Write out the entries below word for word, with every line except the pictures.

▶ **Rows**:

□ □ □ □ □

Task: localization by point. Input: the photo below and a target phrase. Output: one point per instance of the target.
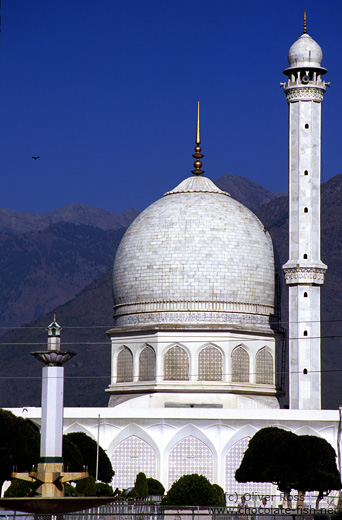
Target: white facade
(165, 443)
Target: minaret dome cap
(305, 53)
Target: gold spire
(304, 25)
(197, 155)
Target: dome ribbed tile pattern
(194, 257)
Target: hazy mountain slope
(85, 320)
(41, 270)
(15, 222)
(246, 191)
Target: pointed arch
(190, 455)
(77, 427)
(210, 364)
(125, 366)
(147, 364)
(176, 364)
(131, 456)
(240, 365)
(264, 367)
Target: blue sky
(105, 93)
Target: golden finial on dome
(198, 155)
(304, 25)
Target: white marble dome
(195, 257)
(305, 52)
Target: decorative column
(304, 271)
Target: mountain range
(60, 261)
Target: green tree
(267, 459)
(104, 490)
(19, 445)
(191, 490)
(88, 449)
(155, 487)
(220, 495)
(316, 468)
(141, 485)
(86, 487)
(20, 488)
(72, 457)
(300, 462)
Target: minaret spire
(198, 155)
(304, 25)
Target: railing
(148, 511)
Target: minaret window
(210, 364)
(125, 366)
(264, 367)
(240, 365)
(176, 364)
(147, 364)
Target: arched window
(264, 367)
(176, 364)
(210, 364)
(240, 365)
(147, 364)
(125, 366)
(190, 455)
(129, 458)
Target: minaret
(50, 473)
(304, 271)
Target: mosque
(197, 348)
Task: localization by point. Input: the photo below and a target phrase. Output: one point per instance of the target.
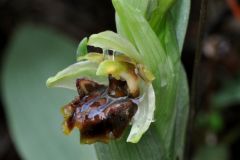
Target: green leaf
(82, 48)
(67, 77)
(33, 110)
(161, 54)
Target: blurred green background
(39, 37)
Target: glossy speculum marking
(100, 112)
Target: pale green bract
(144, 116)
(90, 69)
(67, 77)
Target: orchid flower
(124, 64)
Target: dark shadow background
(220, 59)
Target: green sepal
(82, 48)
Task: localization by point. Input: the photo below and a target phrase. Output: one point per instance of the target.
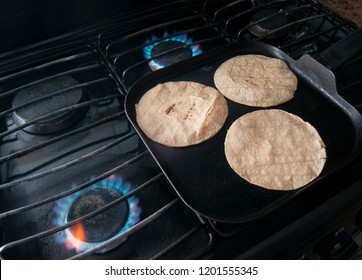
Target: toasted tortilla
(275, 150)
(180, 114)
(256, 80)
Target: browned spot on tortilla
(169, 109)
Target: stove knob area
(337, 245)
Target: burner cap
(104, 225)
(176, 51)
(56, 122)
(266, 26)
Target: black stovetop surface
(43, 173)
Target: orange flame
(76, 238)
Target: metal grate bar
(61, 137)
(65, 109)
(88, 216)
(74, 190)
(45, 65)
(147, 30)
(68, 164)
(308, 38)
(239, 15)
(271, 16)
(35, 100)
(228, 6)
(48, 78)
(290, 24)
(128, 232)
(177, 242)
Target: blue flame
(63, 205)
(195, 48)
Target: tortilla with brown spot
(180, 114)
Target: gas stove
(77, 182)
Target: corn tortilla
(275, 150)
(256, 80)
(180, 114)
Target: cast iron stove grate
(51, 167)
(119, 52)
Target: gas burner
(110, 223)
(169, 51)
(270, 20)
(103, 226)
(53, 123)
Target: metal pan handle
(343, 51)
(331, 58)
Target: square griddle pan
(201, 175)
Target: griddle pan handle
(343, 51)
(317, 74)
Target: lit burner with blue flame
(112, 222)
(169, 50)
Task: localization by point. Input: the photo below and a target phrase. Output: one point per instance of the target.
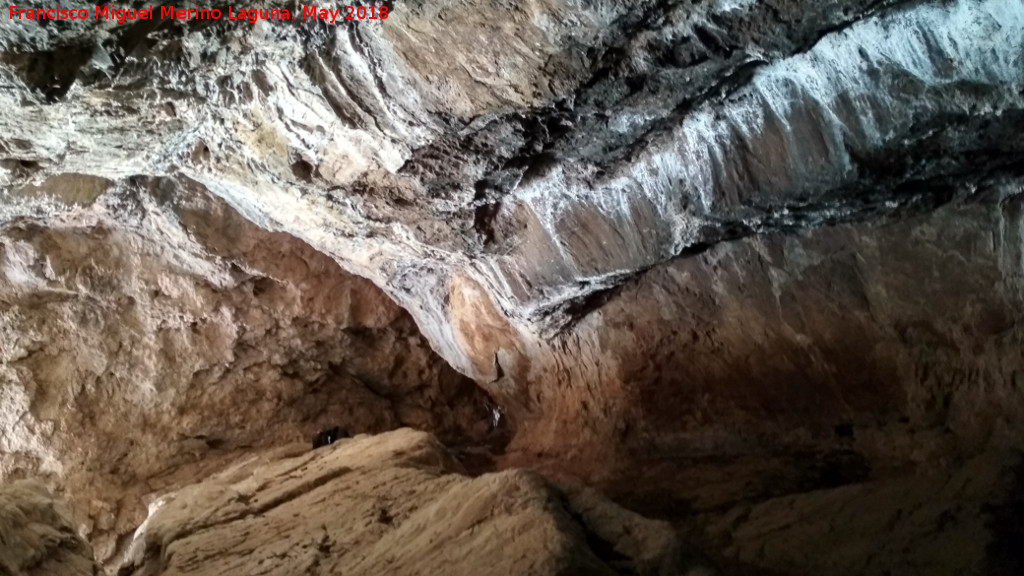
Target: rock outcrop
(706, 256)
(393, 503)
(148, 339)
(38, 536)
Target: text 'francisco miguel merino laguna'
(165, 12)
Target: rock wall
(740, 250)
(394, 503)
(152, 333)
(38, 536)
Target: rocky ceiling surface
(750, 266)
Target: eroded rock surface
(38, 536)
(699, 254)
(148, 336)
(394, 503)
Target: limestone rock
(38, 536)
(393, 503)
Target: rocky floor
(752, 268)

□ □ □ □ □

▶ **Written response**:
Task: localization by point. Input: the photo below and a target phrase. Output: one point per instance of the target.
Target: white facade
(165, 443)
Target: minaret dome cap
(305, 53)
Target: gold spire
(304, 25)
(197, 155)
Target: dome ribbed tile pattern
(194, 257)
Target: hazy mountain slope
(85, 320)
(41, 270)
(15, 222)
(246, 191)
Target: pointed arch
(190, 455)
(77, 427)
(210, 364)
(125, 366)
(147, 364)
(176, 364)
(131, 456)
(240, 365)
(264, 367)
Target: blue sky
(105, 93)
Target: golden finial on dome
(198, 155)
(304, 25)
Target: white marble dome
(195, 257)
(305, 52)
Target: decorative column
(304, 271)
Target: mountain range
(60, 261)
Target: green tree
(267, 459)
(104, 490)
(19, 445)
(191, 490)
(88, 449)
(155, 487)
(220, 495)
(316, 468)
(141, 485)
(86, 487)
(20, 488)
(72, 457)
(300, 462)
Target: minaret spire
(198, 155)
(304, 25)
Target: railing
(148, 511)
Target: minaret window
(210, 364)
(125, 366)
(264, 367)
(240, 365)
(176, 364)
(147, 364)
Target: arched window
(264, 367)
(176, 364)
(210, 364)
(240, 365)
(147, 364)
(125, 366)
(190, 455)
(129, 458)
Target: minaret
(50, 473)
(304, 271)
Target: mosque
(197, 348)
Task: localization by point. Input: the photo below and a target phrase. Output: one point per instance of the target.
Target: green leaf
(82, 48)
(67, 77)
(33, 110)
(161, 54)
Target: blurred green background
(39, 37)
Target: glossy speculum marking
(100, 112)
Target: pale green bract
(144, 116)
(90, 69)
(67, 77)
Target: orchid flower
(124, 64)
Target: dark shadow background
(220, 59)
Target: green sepal
(82, 48)
Task: localization by point. Input: the photo below and a target phrase. Output: one point per instance of the target.
Target: toasted tortilla
(275, 150)
(180, 114)
(256, 80)
Target: browned spot on tortilla
(169, 109)
Target: stove knob area
(337, 245)
Target: burner cap
(104, 225)
(176, 51)
(56, 122)
(266, 26)
Target: black stovetop surface
(43, 173)
Target: orange flame
(76, 238)
Target: metal grate bar
(61, 137)
(65, 109)
(88, 216)
(74, 190)
(45, 65)
(147, 30)
(68, 164)
(308, 38)
(239, 15)
(271, 16)
(35, 100)
(228, 6)
(48, 78)
(290, 24)
(128, 232)
(177, 242)
Target: blue flame
(63, 205)
(195, 48)
Target: tortilla with brown spot
(180, 114)
Target: gas stove
(77, 182)
Target: corn tortilla
(275, 150)
(256, 80)
(180, 114)
Target: cast iron stove grate
(51, 167)
(119, 52)
Target: gas burner
(110, 223)
(169, 51)
(270, 20)
(103, 226)
(53, 123)
Target: metal pan handle
(343, 51)
(331, 58)
Target: square griddle pan
(201, 175)
Target: griddle pan handle
(343, 51)
(317, 74)
Target: lit burner with blue flame
(112, 222)
(169, 50)
Task: localization by point. Input: the photo below and a target phrase. Output: one point per instance of the target.
Target: rock outcrop
(706, 256)
(393, 503)
(148, 339)
(38, 536)
Target: text 'francisco miguel merino laguna'
(165, 12)
Target: rock wall
(740, 250)
(394, 503)
(152, 333)
(38, 536)
Target: rocky ceiling surface
(750, 266)
Target: eroded rock surface
(38, 536)
(699, 254)
(148, 336)
(394, 503)
Target: limestone rock
(38, 536)
(393, 503)
Target: rocky floor
(752, 268)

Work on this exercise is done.